**PROBLEM TO WORK ON:** Recast everything from the start of the records down to the line containing "[[[0,1116],[34,1151],[83,1160],[89,1113],[58,1036],[0,992]]]", inclusive, as a JSON list of strings with one string per line and no blank lines.

Dataset records:

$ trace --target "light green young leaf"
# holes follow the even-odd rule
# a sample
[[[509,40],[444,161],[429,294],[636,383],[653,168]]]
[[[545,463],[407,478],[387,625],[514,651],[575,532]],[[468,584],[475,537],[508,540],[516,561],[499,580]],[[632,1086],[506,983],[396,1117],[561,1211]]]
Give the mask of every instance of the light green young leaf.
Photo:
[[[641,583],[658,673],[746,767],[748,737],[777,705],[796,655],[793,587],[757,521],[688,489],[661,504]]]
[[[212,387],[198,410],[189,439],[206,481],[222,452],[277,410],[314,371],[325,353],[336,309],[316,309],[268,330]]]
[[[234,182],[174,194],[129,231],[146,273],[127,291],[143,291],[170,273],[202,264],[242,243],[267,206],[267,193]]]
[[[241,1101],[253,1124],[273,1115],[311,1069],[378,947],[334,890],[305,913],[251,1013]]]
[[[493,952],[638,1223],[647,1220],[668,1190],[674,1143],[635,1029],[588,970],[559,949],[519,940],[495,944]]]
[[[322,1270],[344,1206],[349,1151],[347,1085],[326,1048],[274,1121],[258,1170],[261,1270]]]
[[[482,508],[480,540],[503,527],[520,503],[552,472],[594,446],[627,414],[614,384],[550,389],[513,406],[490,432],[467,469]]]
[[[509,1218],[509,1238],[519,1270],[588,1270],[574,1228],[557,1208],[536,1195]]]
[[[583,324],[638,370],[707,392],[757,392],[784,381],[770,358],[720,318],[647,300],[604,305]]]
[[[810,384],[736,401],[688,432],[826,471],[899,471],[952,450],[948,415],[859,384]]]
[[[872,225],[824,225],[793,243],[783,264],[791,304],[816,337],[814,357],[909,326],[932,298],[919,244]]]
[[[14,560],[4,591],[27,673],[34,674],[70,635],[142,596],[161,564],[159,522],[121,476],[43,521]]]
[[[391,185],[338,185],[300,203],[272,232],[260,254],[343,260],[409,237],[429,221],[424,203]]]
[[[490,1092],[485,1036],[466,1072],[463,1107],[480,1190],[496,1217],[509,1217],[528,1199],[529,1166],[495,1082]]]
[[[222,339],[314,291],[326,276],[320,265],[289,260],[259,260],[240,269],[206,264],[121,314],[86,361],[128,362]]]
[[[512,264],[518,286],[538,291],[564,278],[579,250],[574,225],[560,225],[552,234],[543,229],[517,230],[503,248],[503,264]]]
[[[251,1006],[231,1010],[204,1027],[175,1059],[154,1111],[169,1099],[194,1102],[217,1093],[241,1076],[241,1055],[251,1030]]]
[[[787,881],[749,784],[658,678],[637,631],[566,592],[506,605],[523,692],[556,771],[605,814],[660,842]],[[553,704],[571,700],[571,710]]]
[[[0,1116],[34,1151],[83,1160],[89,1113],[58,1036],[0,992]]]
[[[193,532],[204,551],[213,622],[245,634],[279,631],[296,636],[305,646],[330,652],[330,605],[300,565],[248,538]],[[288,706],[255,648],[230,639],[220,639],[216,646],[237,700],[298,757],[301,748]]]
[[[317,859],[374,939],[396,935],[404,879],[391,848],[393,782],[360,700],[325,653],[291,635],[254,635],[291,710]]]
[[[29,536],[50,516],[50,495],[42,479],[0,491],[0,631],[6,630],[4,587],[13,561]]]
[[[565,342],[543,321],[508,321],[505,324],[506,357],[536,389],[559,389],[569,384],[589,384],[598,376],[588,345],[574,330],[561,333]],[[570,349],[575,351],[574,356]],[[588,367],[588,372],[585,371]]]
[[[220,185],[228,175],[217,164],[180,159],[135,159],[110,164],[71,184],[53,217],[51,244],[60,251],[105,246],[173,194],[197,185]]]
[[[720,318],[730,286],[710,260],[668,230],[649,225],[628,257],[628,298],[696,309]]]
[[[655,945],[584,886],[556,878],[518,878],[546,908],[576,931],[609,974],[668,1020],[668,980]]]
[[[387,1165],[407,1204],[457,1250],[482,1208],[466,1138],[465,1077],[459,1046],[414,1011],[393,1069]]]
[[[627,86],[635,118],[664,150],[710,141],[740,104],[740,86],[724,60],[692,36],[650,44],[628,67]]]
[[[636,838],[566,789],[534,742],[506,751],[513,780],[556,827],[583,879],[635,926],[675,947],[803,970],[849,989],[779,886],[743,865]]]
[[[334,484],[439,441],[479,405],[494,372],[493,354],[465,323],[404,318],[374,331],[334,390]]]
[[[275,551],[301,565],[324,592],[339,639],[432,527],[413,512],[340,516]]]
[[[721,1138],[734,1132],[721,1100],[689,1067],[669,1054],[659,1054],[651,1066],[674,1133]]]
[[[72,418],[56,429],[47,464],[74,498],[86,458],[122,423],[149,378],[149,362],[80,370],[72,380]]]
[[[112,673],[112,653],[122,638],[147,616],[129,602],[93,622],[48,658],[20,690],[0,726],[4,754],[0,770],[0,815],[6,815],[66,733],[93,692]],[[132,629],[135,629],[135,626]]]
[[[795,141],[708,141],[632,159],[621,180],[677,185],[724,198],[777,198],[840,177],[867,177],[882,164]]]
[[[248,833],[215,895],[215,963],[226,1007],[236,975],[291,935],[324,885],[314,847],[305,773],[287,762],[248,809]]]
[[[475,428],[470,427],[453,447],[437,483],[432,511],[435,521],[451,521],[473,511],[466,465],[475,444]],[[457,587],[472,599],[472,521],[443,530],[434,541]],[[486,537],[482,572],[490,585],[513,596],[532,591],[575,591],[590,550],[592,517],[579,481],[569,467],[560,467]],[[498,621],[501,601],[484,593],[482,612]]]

**ANSWER FOR THIS EXERCISE:**
[
  "$ trace --target \"light green young leaf\"",
  "# holes follow the even-odd rule",
  "# a sample",
  "[[[509,40],[444,161],[429,294],[636,383],[653,168]]]",
  "[[[545,463],[407,478],[387,625],[514,651],[575,532]],[[468,584],[475,537],[508,540],[516,561],[499,580]],[[632,1086],[506,983],[396,1117],[561,1211]]]",
  "Give the mask of every instance of the light green young leaf.",
  "Photo:",
  "[[[641,583],[658,673],[746,767],[748,737],[777,705],[796,655],[793,587],[757,521],[688,489],[661,504]]]",
  "[[[212,387],[198,410],[189,439],[206,481],[222,452],[277,410],[314,371],[325,353],[336,309],[316,309],[268,330]]]",
  "[[[234,182],[174,194],[129,231],[146,273],[127,291],[143,291],[170,273],[202,264],[242,243],[267,206],[267,193]]]",
  "[[[241,1101],[253,1124],[273,1115],[311,1069],[378,947],[334,890],[305,913],[251,1013]]]",
  "[[[493,952],[638,1223],[647,1220],[668,1190],[674,1143],[635,1029],[588,970],[559,949],[519,940],[495,944]]]",
  "[[[322,1270],[344,1206],[349,1151],[347,1085],[326,1048],[274,1121],[258,1170],[261,1270]]]",
  "[[[482,508],[480,540],[503,527],[520,503],[552,472],[594,446],[627,414],[614,384],[550,389],[513,406],[490,432],[467,469]]]",
  "[[[509,1218],[509,1238],[519,1270],[588,1270],[574,1228],[557,1208],[536,1195]]]",
  "[[[583,324],[638,370],[707,392],[757,392],[784,381],[770,358],[720,318],[647,300],[604,305]]]",
  "[[[810,384],[736,401],[688,432],[826,471],[899,471],[952,450],[948,415],[859,384]]]",
  "[[[872,225],[824,225],[793,243],[783,264],[791,304],[816,337],[814,357],[909,326],[932,298],[919,244]]]",
  "[[[14,560],[4,591],[27,673],[34,674],[70,635],[142,596],[161,564],[159,522],[121,476],[43,521]]]",
  "[[[391,185],[338,185],[300,203],[272,232],[260,254],[343,260],[409,237],[429,221],[424,203]]]",
  "[[[490,1092],[485,1036],[466,1072],[463,1107],[480,1190],[496,1217],[509,1217],[528,1199],[529,1166],[495,1082]]]",
  "[[[222,339],[314,291],[326,276],[320,265],[289,260],[259,260],[240,269],[206,264],[121,314],[86,361],[128,362]]]",
  "[[[512,264],[518,286],[538,291],[564,278],[579,250],[574,225],[560,225],[552,234],[543,229],[517,230],[503,248],[503,264]]]",
  "[[[251,1006],[231,1010],[204,1027],[175,1059],[154,1111],[169,1099],[194,1102],[217,1093],[241,1076],[241,1055],[251,1030]]]",
  "[[[787,881],[749,784],[658,678],[637,631],[566,592],[506,605],[523,692],[556,771],[605,814],[660,842]],[[553,704],[571,700],[571,710]]]",
  "[[[0,1116],[34,1151],[83,1160],[89,1113],[58,1036],[0,992]]]"
]